▸ Stored data entries
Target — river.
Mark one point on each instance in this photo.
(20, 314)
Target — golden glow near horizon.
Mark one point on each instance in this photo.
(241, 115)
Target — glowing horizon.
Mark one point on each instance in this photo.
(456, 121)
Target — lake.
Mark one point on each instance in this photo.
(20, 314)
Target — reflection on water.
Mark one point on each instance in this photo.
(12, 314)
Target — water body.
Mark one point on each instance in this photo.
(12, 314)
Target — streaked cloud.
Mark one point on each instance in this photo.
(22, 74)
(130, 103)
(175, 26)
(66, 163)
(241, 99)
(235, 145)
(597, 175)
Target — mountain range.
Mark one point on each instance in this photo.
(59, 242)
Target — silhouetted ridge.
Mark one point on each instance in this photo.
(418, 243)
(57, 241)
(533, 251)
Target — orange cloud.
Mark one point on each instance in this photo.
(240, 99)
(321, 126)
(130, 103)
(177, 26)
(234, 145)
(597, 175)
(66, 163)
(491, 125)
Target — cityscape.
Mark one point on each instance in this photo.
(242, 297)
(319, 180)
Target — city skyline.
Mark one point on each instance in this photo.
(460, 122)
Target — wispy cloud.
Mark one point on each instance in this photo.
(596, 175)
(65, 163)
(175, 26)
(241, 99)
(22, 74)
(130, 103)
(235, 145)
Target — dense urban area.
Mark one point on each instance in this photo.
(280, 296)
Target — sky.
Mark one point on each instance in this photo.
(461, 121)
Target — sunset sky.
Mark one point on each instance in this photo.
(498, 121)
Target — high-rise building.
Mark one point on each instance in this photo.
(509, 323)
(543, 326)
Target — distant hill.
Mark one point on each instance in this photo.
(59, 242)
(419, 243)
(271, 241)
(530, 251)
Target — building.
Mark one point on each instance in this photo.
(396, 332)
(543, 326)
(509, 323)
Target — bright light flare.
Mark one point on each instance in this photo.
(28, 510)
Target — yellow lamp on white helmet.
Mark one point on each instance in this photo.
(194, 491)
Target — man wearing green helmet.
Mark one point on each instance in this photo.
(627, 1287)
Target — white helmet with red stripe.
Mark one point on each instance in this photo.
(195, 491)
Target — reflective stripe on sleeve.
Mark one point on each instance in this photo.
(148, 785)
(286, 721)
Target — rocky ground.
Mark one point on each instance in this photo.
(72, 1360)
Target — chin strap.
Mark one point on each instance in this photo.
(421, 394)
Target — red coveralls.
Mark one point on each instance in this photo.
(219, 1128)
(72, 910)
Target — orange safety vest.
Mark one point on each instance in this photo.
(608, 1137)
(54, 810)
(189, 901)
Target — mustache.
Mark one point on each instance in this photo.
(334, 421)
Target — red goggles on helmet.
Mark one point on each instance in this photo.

▸ What the task requires
Send back the complete set of entries, exactly as shown above.

▸ Answer below
Target — river.
Mark one point on each instance in this photo.
(20, 314)
Target — golden glow near horizon.
Mark one point on each instance in this photo.
(241, 115)
Target — glowing horizon.
Mark one point on each instance in this photo.
(456, 121)
Target — lake.
Mark one point on each instance in this photo.
(20, 314)
Target — reflection on water.
Mark one point on each instance in this photo.
(12, 314)
Target — water body.
Mark one point on each instance in this photo.
(12, 314)
Target — streaked cloud.
Mark one point on each instance in this photo.
(22, 74)
(130, 103)
(175, 26)
(66, 163)
(241, 99)
(235, 145)
(597, 175)
Target — mountain range.
Mark one point on each instance in this photo.
(59, 242)
Target — silhouetted ridge.
Mark one point on each instance in this photo.
(418, 243)
(57, 241)
(533, 251)
Target — orange cloud.
Mark one point on each instance in this photo.
(240, 99)
(321, 126)
(130, 103)
(177, 26)
(234, 145)
(597, 175)
(66, 163)
(491, 125)
Target — cityscape.
Mark one point on each instance in this photo.
(242, 297)
(319, 180)
Target — city skyline.
Mark one point on each instance in this photo.
(460, 122)
Target — wispy cloud.
Mark one point on each instance in this photo.
(596, 175)
(65, 163)
(175, 26)
(241, 99)
(22, 74)
(130, 103)
(235, 145)
Target — dense urban area.
Mark one point on each instance in this photo.
(280, 296)
Target — sky.
Mark one point on each instance in this photo.
(461, 121)
Target — sunset sky.
Mark one point on each instance in this photo.
(498, 121)
Target — high-rise building.
Mark one point on each instance in this photo.
(509, 323)
(543, 326)
Target — distant hill.
Mark one point on each instance in this photo.
(59, 242)
(419, 243)
(271, 241)
(530, 251)
Target — building.
Mark one point on each instance in this photo.
(396, 332)
(543, 326)
(509, 323)
Target — bright light flare.
Mark one point on each instance in this photo.
(28, 510)
Target — yellow lamp on white helmet.
Mark one point on each instance in this photo.
(194, 491)
Target — man wearing green helmet.
Mark one point on each instance in this photo.
(627, 1287)
Target — white helmet with red stripe.
Mark one point on each instance in this photo.
(195, 491)
Target — reflective stripe on sleeve.
Mark one point on each instance in this photo.
(148, 785)
(286, 721)
Target — rocky ground.
Mark one point on each instance in this photo.
(72, 1360)
Target — chin strap.
Mark one point on each instance in this photo.
(421, 394)
Target — red coveralls.
Mark one point on each instance in this photo.
(219, 1128)
(72, 910)
Target — orange safety vest.
Mark one point on each instance in this photo.
(608, 1137)
(54, 810)
(189, 901)
Target — mustache.
Mark one point on each instance in this photo.
(334, 421)
Target — red goggles on helmet.
Mark one point on each instance in this photo.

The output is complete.